### Aim of the task:
Each entry should be returned exactly as written, with no pictures carried over.

==========

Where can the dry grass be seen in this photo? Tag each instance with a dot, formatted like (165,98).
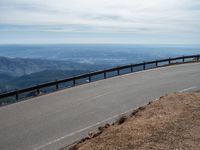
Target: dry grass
(173,122)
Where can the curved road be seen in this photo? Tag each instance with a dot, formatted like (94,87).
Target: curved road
(54,120)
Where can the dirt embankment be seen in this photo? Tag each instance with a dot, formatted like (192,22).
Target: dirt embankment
(172,122)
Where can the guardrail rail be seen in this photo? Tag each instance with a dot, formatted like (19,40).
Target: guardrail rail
(15,95)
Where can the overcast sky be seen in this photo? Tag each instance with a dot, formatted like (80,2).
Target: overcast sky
(100,21)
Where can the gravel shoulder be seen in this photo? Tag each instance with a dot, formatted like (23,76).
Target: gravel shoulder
(172,122)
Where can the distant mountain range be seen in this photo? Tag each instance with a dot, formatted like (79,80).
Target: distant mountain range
(18,73)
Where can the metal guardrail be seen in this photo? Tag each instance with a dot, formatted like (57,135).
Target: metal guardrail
(16,93)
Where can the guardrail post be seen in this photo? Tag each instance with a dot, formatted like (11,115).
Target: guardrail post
(144,66)
(118,73)
(57,85)
(131,68)
(169,60)
(38,91)
(156,63)
(198,57)
(89,78)
(104,74)
(17,95)
(74,82)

==========

### Written answer:
Where can the dry grass be seen in this photo? Tag each instance with a dot, formatted like (165,98).
Target: dry grass
(173,122)
Where can the curved road be seen in this photo? Tag each instance with a dot, formatted like (94,87).
Target: curved road
(54,120)
Where can the dirt embankment be seen in this photo? Tag each instance with a dot, formatted like (192,22).
Target: dirt embankment
(172,122)
Where can the guardrail rail be seen in this photo? Tag each instance with a dot, formatted like (19,40).
Target: guardrail rail
(15,95)
Where can the overcast sky be seen in this photo? Tag each instance with a dot, formatted like (80,2).
Target: overcast sky
(100,21)
Where can the gravel shoulder be seen in this photo? Tag each instance with a dot, formatted like (23,76).
Target: gravel shoulder
(172,122)
Where can the distant mountain range be seen in this photo? Tag each instance with a dot, formatted like (79,80).
Target: distant mountain range
(18,73)
Where can the metal guardrail be seen in this photo? Tag each instance with a dot, formatted like (57,135).
Target: metal guardrail
(16,93)
Where can the guardrail post be seen in this photo? Tag each instance with a dot, formatted like (11,115).
Target: guardrail post
(144,66)
(118,73)
(57,85)
(131,68)
(169,60)
(38,91)
(156,63)
(198,57)
(89,78)
(104,74)
(17,95)
(74,82)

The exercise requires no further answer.